═══ DATA ROWS
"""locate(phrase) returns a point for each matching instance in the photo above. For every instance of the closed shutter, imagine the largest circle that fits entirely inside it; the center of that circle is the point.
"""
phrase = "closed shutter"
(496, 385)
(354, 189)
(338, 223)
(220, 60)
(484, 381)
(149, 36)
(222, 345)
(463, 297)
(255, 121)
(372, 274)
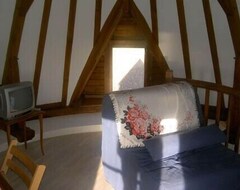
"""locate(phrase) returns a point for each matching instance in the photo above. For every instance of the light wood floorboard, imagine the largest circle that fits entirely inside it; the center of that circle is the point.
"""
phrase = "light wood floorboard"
(73, 162)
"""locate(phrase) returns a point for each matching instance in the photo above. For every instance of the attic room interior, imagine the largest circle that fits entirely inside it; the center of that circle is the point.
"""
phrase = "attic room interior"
(66, 49)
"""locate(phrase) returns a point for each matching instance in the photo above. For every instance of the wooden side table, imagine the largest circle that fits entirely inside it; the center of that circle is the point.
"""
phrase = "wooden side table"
(6, 124)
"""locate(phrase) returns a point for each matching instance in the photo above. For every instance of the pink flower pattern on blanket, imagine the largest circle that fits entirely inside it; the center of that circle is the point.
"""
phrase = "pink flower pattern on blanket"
(139, 122)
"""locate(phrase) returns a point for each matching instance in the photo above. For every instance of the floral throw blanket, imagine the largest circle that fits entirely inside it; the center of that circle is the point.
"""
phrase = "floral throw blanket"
(155, 110)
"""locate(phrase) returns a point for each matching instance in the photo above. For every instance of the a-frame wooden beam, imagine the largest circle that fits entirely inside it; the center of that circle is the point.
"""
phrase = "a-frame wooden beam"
(68, 49)
(184, 38)
(231, 10)
(41, 44)
(212, 40)
(11, 69)
(98, 13)
(152, 43)
(104, 37)
(98, 49)
(154, 16)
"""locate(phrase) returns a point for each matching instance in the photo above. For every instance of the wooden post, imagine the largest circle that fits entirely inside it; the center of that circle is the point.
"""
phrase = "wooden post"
(11, 69)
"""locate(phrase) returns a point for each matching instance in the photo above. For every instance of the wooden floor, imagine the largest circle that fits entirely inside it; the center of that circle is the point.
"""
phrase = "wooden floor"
(73, 163)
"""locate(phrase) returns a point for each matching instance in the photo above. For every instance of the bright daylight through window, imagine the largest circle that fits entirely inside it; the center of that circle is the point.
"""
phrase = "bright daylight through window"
(127, 68)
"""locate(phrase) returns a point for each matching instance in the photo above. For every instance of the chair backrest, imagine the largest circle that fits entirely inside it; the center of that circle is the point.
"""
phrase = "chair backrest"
(21, 164)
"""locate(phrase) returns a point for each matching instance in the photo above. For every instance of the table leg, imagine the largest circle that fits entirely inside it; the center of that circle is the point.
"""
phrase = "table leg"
(41, 132)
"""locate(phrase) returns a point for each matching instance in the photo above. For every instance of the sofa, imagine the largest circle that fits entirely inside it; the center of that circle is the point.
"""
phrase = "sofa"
(155, 138)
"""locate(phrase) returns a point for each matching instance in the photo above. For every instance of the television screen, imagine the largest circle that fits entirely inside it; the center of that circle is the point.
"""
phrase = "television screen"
(16, 99)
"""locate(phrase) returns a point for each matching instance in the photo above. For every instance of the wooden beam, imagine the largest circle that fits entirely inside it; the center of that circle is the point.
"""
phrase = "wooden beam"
(212, 40)
(152, 44)
(98, 14)
(97, 51)
(231, 10)
(11, 68)
(41, 44)
(154, 16)
(184, 38)
(68, 50)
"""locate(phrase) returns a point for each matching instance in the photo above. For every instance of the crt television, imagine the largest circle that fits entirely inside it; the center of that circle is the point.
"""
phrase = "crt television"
(16, 99)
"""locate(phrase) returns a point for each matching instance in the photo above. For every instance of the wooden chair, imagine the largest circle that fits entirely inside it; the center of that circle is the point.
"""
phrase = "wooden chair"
(21, 164)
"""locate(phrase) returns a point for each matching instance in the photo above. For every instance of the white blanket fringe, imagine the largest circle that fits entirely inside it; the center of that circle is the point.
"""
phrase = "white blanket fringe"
(155, 110)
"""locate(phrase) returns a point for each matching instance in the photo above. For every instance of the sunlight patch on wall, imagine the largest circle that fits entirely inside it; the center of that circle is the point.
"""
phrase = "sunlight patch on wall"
(127, 68)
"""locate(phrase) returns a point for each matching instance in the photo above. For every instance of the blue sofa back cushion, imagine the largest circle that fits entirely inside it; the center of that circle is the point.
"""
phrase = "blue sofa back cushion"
(167, 145)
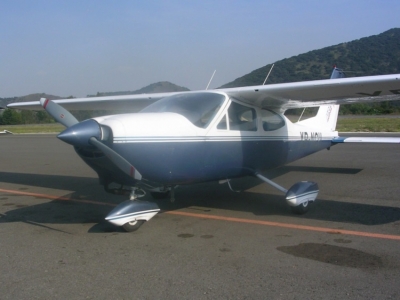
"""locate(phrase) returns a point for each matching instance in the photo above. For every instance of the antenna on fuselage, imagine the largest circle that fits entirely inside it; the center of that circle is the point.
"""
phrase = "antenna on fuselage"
(210, 79)
(268, 74)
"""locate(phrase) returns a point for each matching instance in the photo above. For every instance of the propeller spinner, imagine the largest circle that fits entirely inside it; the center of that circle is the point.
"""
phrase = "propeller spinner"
(86, 134)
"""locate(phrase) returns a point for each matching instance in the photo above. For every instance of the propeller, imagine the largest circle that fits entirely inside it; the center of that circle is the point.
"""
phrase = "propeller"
(58, 112)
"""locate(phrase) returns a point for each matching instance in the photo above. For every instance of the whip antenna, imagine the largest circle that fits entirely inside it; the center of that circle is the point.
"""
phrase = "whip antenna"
(210, 80)
(268, 73)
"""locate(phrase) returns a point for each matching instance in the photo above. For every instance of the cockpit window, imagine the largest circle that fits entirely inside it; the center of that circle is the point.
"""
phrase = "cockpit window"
(240, 117)
(198, 108)
(271, 120)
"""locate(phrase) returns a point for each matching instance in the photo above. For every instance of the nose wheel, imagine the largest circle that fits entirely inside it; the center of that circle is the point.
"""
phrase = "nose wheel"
(133, 225)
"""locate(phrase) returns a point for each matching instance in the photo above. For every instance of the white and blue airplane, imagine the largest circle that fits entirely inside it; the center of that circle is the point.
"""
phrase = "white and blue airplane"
(211, 135)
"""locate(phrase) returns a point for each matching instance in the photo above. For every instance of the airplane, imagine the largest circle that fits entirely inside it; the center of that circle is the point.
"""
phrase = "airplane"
(190, 137)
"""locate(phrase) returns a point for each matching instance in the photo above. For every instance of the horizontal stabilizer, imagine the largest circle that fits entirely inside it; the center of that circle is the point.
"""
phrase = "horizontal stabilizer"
(383, 140)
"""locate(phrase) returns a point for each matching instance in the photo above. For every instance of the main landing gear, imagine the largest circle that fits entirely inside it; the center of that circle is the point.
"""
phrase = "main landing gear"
(131, 214)
(298, 196)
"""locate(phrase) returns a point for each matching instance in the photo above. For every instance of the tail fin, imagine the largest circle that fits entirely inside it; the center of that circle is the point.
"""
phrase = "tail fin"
(337, 73)
(327, 114)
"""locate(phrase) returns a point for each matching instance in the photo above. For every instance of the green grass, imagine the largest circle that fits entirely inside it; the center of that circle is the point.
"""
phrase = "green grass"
(346, 124)
(368, 124)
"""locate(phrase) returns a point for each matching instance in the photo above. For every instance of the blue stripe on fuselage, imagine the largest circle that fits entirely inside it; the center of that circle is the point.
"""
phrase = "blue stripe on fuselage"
(184, 160)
══════
**TASK TO CARRY OUT**
Copy all of the material above word for word, from start to finish, and leave the pictures out of your copy.

**CORRECT ANSWER**
"""locate(phrase) returns a point for each matching instance in the photo above. For every instance of the closed shutter, imagine the largest circle that fits entirely inside it; the center of that circle is the point.
"""
phrase = "closed shutter"
(496, 385)
(354, 189)
(338, 223)
(220, 60)
(484, 381)
(149, 36)
(222, 345)
(463, 297)
(255, 121)
(372, 274)
"""locate(phrase) returns a point for each matching instance in the photo above. For every instance of the light wood floorboard, imagine the largest circle that fits entirely inside it; the center of that circle is the point.
"""
phrase = "light wood floorboard"
(73, 162)
"""locate(phrase) returns a point for each matching instance in the photo above. For every instance of the attic room interior, imagine the largest circle that fits entirely inside it; the center of that circle is the point.
"""
phrase = "attic room interior"
(66, 49)
"""locate(phrase) returns a point for each matching instance in the photo above. For every instance of the wooden side table, imagine the largest circle that fits entirely inside it; the center of that circle is the point.
"""
phrase = "wooden side table"
(6, 124)
"""locate(phrase) returns a point for each matching instance in the photo above. For every instance of the pink flower pattern on blanket, imagine the largest circle that fits entirely inside it; the center of that circle is the point.
"""
phrase = "pink flower pattern on blanket"
(139, 122)
"""locate(phrase) returns a point for each matching instance in the photo above. For every instance of the floral throw blanket, imagine the largest circle that fits entirely inside it; the center of that circle is the point.
"""
phrase = "floral throw blanket"
(155, 110)
"""locate(phrase) returns a point for each matching instance in the photo above. For every instance of the a-frame wooden beam, imagine the largest circle that fits entirely inside it; the center of that circle is the point.
"""
phrase = "a-frame wooden beam"
(68, 49)
(184, 38)
(231, 10)
(41, 44)
(212, 40)
(11, 69)
(98, 13)
(152, 43)
(104, 37)
(98, 49)
(154, 16)
"""locate(phrase) returns a point for each matching instance in the photo above. For every instance of the wooden post, imagine the largest circle that fits entirely inside it; the center of that circle is the point.
"""
phrase = "wooden post"
(11, 69)
"""locate(phrase) returns a point for each matching instance in the photo above. For every instance of the wooden floor, imagine the largest circle that fits entirely inside it; the center of that circle is the point.
"""
phrase = "wooden floor"
(73, 163)
"""locate(phrase) returns a point for each matching instance in the photo above. For every instance of the bright daylight through window, imagine the largest circle that fits entirely inside it; the center of that circle is the point.
"""
phrase = "bright daylight through window"
(127, 68)
"""locate(phrase) returns a point for each matching instance in the photo above. For every instance of the chair backrest, imagine the largest circle that fits entirely inside it; the center of that circle is the point.
"""
phrase = "chair backrest"
(21, 164)
"""locate(phrase) returns a point for each matching instance in the photo above. For every instance of the table leg, imagine the largest circle that fits entirely inside it; the center of that circle is the point.
"""
phrase = "table leg"
(41, 132)
"""locate(phrase) returns a point for each matching instance in the photo above. For every instance of the sofa, imagine the largest circle that fits entirely inside it; the center of that circle is the point.
"""
phrase = "sofa"
(155, 138)
"""locate(phrase) returns a point for each matching instance in the photo above. For every instance of the television screen, imagine the largest circle that fits entirely inside it; the center of that circle is the point.
"""
phrase = "television screen"
(16, 99)
"""locate(phrase) returns a point for each matching instance in the photo above. For every instance of the wooden beam, imagine the largest circle that fits entirely inside it; the center of that circle is the point.
"""
phrase = "wooden beam"
(212, 40)
(152, 44)
(98, 14)
(97, 51)
(231, 10)
(11, 68)
(41, 44)
(154, 16)
(184, 38)
(68, 50)
"""locate(phrase) returns a point for each matching instance in the photo above. For every instance of the crt television, imagine the largest circle that fits entirely inside it; the center of that circle is the point.
"""
phrase = "crt television"
(16, 99)
"""locate(phrase) returns a point for each matching instance in the photo above. For every instance of the wooden chair, imagine the largest circle that fits entirely inside it; the center of that circle is the point.
"""
phrase = "wooden chair"
(21, 164)
"""locate(phrase) returns a point for each matching instance in the photo above. For every instance of the white blanket fringe, imagine the largest circle that fits entirely inside it; the center of that circle is the point.
"""
phrase = "white blanket fringe"
(155, 110)
"""locate(phrase) returns a point for each matching instance in the photo above. For every instance of the sunlight patch on wall, imagine the largest circle that fits entirely inside it; the center of that circle is the point.
"""
phrase = "sunlight patch on wall"
(127, 68)
"""locate(phrase) returns a point for each matching instance in the photo above. For every instance of the blue sofa back cushion, imagine the largest circle that fits entirely inside it; the center of that circle is the point.
"""
phrase = "blue sofa back cushion"
(167, 145)
"""locate(phrase) returns a point for each matching instance in the photo above. For every instance of the antenna on fuselage, imagine the largest circle that fits entirely inside it; the center of that circle is the point.
"""
phrase = "antenna on fuselage"
(210, 79)
(268, 74)
"""locate(phrase) returns a point for each matching instance in the photo above. For every instance of the propeller spinner, imagine the largest circle that fits entirely inside it; the center of that circle is the point.
"""
phrase = "propeller spinner"
(86, 134)
"""locate(phrase) returns a point for each matching instance in the photo above. For every instance of the propeller, imagine the largest circle that fits entirely inside it; the center of that circle is the point.
"""
phrase = "propeller"
(58, 112)
"""locate(phrase) returns a point for each matching instance in the photo above. For every instance of the whip antenna, imagine the largest circle that fits entirely inside it; the center of that circle is the point.
"""
phrase = "whip antenna"
(210, 80)
(268, 73)
"""locate(phrase) returns a point for each matching instance in the photo above. For every instance of the cockpit window, imagine the largest circle that fits entirely inside it; the center of that circle is the point.
"""
phrase = "cockpit window"
(240, 117)
(198, 108)
(271, 120)
"""locate(phrase) returns a point for each matching instance in the photo above. For every instance of the nose wheel, imagine the largest circle that fits entirely inside it; the center of that circle is the point.
"""
phrase = "nose wheel"
(133, 225)
"""locate(phrase) returns a point for each matching instance in the photo above. For every instance of the white and blue airplane, imagine the largest circle that fits entirely inside it; the center of that circle is the point.
"""
phrase = "white and blue airplane"
(211, 135)
"""locate(phrase) returns a point for each matching instance in the photo above. For every instance of the airplane, imagine the largest circle that fits entirely inside it; the center of that circle is the point.
"""
phrase = "airplane"
(190, 137)
"""locate(phrase) returns a point for each matching instance in the photo above. For every instance of the horizontal stabilizer, imagine the largest circle that fits entirely inside it; the center of that circle is the point.
"""
phrase = "horizontal stabilizer"
(383, 140)
"""locate(phrase) returns a point for each matching instance in the photo above. For every instance of the main landing gear, imagine the largest circle that fits entirely inside it; the center of that circle is the point.
"""
phrase = "main landing gear"
(131, 214)
(298, 196)
"""locate(phrase) returns a point for each matching instance in the photo above. For every instance of the tail fin, imagine the largest circle that fits entirely inside it; the center of that circle is the point.
"""
phrase = "tail fin"
(337, 73)
(327, 114)
"""locate(phrase) returns a point for each matching instance in the photo above. For every instance of the green grass, imagine the largest circle that fits entirely inside it; the center of that circle is the point.
"""
phrase = "green grass"
(346, 124)
(368, 124)
"""locate(phrase) returns a point for each matching instance in the photo above. For every instance of the blue stripe on fuselage, imagine the largest circle that fits entirely inside it; the center of that circle is the point.
"""
phrase = "blue stripe on fuselage"
(184, 160)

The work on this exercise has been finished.